What is expected ::
Tell me how many lines in the data include "mountain", and keep the reply to that number.

Dataset extract ::
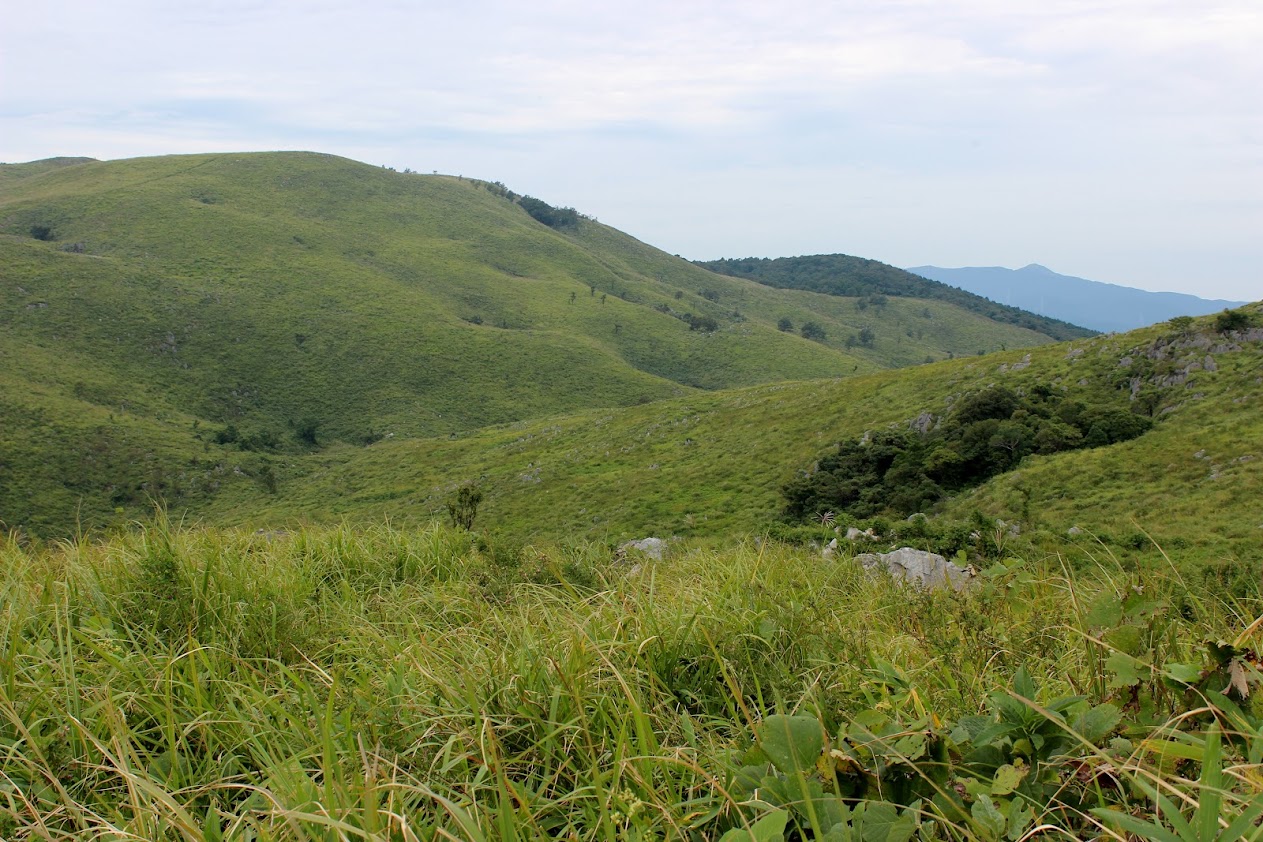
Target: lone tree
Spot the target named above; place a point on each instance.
(1181, 323)
(1232, 320)
(462, 505)
(812, 331)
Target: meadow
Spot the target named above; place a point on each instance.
(388, 683)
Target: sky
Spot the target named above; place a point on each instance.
(1119, 140)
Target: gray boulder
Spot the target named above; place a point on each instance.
(649, 547)
(917, 566)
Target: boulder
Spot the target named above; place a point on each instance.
(917, 566)
(649, 547)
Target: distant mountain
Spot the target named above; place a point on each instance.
(173, 328)
(1091, 303)
(867, 280)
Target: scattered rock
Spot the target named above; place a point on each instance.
(921, 568)
(649, 547)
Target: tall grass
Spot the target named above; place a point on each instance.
(387, 683)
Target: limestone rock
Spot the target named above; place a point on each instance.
(917, 566)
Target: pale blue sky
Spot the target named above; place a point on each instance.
(1117, 140)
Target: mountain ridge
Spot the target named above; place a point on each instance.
(1095, 304)
(171, 327)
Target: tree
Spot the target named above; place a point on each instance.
(306, 431)
(462, 505)
(704, 323)
(1232, 320)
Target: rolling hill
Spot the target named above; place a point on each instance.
(872, 282)
(174, 326)
(714, 463)
(1091, 303)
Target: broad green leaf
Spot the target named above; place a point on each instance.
(840, 832)
(1019, 816)
(1132, 824)
(1182, 673)
(1105, 612)
(792, 742)
(883, 823)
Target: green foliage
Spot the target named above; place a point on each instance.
(1232, 320)
(432, 684)
(1181, 323)
(555, 217)
(704, 323)
(812, 331)
(904, 470)
(870, 282)
(462, 505)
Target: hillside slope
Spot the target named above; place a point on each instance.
(870, 282)
(166, 323)
(1091, 303)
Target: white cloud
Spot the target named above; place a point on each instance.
(1083, 133)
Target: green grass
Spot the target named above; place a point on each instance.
(402, 683)
(714, 463)
(272, 292)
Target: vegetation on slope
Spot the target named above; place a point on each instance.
(174, 326)
(404, 684)
(838, 274)
(711, 465)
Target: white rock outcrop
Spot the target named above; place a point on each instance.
(917, 566)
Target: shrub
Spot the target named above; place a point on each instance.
(462, 505)
(812, 331)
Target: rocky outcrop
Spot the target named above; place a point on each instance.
(648, 547)
(918, 567)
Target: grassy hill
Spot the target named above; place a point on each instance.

Solution below ::
2